(Bounding box annotation entries)
----------------------------------------

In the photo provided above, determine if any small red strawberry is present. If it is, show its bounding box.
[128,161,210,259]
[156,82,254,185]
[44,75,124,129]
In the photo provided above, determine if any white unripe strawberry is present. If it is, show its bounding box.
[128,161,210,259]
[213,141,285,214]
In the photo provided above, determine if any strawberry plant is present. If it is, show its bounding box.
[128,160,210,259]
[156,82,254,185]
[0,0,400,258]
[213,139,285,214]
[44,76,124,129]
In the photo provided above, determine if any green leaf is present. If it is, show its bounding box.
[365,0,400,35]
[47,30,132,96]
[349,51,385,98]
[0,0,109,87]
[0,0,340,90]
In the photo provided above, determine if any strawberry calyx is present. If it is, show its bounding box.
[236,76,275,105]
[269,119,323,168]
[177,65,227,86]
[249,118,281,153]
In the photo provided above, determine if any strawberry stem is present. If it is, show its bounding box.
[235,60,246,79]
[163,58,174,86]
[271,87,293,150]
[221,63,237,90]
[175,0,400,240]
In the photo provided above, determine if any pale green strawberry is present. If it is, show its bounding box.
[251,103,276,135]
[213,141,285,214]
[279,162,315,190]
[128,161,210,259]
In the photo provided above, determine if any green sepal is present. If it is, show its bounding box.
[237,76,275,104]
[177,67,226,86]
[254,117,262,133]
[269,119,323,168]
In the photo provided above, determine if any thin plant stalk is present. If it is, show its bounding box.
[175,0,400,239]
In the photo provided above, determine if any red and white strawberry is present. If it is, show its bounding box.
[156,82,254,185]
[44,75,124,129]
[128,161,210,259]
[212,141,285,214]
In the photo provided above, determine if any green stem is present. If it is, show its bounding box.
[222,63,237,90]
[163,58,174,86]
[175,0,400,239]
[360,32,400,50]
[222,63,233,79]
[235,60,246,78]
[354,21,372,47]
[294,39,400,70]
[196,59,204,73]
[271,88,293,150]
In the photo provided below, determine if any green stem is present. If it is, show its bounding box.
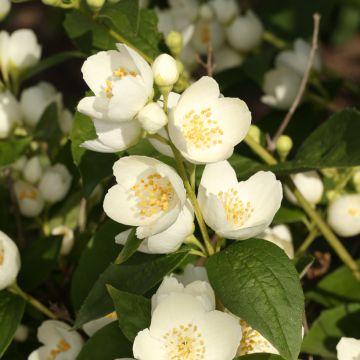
[295,228,319,255]
[245,136,360,281]
[8,284,57,320]
[263,31,288,49]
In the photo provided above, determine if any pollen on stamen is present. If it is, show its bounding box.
[218,188,254,226]
[181,107,224,149]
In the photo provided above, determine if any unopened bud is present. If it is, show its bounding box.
[86,0,105,11]
[276,135,293,160]
[152,54,179,87]
[248,125,261,144]
[165,31,184,57]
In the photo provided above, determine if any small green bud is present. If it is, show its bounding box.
[165,31,183,57]
[248,125,261,144]
[276,135,293,160]
[86,0,105,11]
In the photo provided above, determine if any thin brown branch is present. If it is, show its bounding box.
[269,13,321,151]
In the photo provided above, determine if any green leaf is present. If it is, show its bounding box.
[108,286,151,342]
[18,236,62,291]
[76,321,132,360]
[64,10,116,54]
[205,239,304,359]
[98,0,161,62]
[301,304,360,359]
[0,290,25,358]
[71,112,118,197]
[116,228,144,264]
[75,247,190,328]
[20,51,85,82]
[71,220,125,311]
[0,137,31,166]
[234,353,282,360]
[306,260,360,307]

----------------------------------------

■ The task: Can you copy every line above word for word, omitting the pictures?

■ Answer for this exercise:
In the photo provided above, determine if any small red strawberry is present. If it is, show its bounding box.
[128,161,210,259]
[156,82,254,185]
[44,75,124,129]
In the photo provided above, determine if any white unripe strawberry is present. If it is, show its bounding box.
[128,161,210,259]
[213,141,285,214]
In the photo provided above, determine if any strawberry plant is present. If it is, show its bounding box.
[128,160,210,259]
[156,82,254,185]
[0,0,400,258]
[213,139,285,214]
[44,76,124,129]
In the photo provided above, determine if any green leaf is present. If it is, show its bounding box.
[365,0,400,35]
[47,30,132,96]
[349,51,385,98]
[0,0,109,87]
[0,0,340,90]
In the photo provided above, determine if any strawberry calyx is present. If it is, show its bounding box.
[236,76,275,105]
[269,119,323,168]
[177,65,227,86]
[249,118,281,153]
In the photo provided above, determine if any strawberry stem is present. If it is, show its bounding box.
[235,60,246,79]
[163,58,174,86]
[271,87,293,150]
[221,63,237,90]
[175,0,400,240]
In the photo provided above, determine if any pale green strawberry is present. If it is, show its bounding box.
[251,103,276,135]
[213,141,285,214]
[279,162,315,190]
[128,161,210,259]
In the photo provided above, determine if any green sepal is present. If it is, show its bounding box.
[237,76,275,104]
[177,67,226,86]
[254,117,262,133]
[269,119,323,168]
In the photo provided above, determine if any thin plant stalk is present. If it is, show its bounding box.
[175,0,400,239]
In the photo provided above, determine if any red and white strawberry is present. If it is, show its bounding box.
[156,82,254,185]
[44,75,124,129]
[128,161,210,259]
[212,141,285,214]
In the photo provided above, determine if any green stem is present. If it is, show its bounding box.
[222,63,237,90]
[163,58,174,86]
[175,0,400,239]
[360,32,400,50]
[222,63,233,79]
[235,60,246,78]
[354,21,372,47]
[294,39,400,70]
[196,59,204,73]
[271,88,293,150]
In the photo provided below, determine if any green stem is present. If it is, show its bounding box.
[295,228,319,255]
[245,136,360,281]
[8,284,57,320]
[263,31,288,49]
In the photo provided above, determine if any pollen on stamen is present. If it is, show its bounding box.
[218,188,254,226]
[181,107,224,149]
In the photo provided above, determine if any unopened bud is present. If it is, show its bounding box.
[86,0,105,11]
[276,135,293,160]
[152,54,179,87]
[248,125,261,144]
[165,31,184,57]
In the photo provided above, determine if any small green bud is present. If it is, show its bounding box.
[165,31,183,57]
[248,125,261,144]
[276,135,293,160]
[86,0,105,11]
In the photo provided above, determine if any thin brown branch is present. If it is, show its bounding box.
[269,13,321,151]
In the photo provided above, determine if any green leaf is present. If it is, show its bounding box.
[108,286,151,342]
[18,236,62,291]
[76,321,132,360]
[64,10,116,54]
[205,239,304,359]
[98,0,161,62]
[301,304,360,359]
[0,290,25,358]
[71,112,118,197]
[116,228,144,264]
[75,247,190,328]
[20,51,85,82]
[71,220,125,311]
[0,137,31,166]
[234,353,282,360]
[306,260,360,307]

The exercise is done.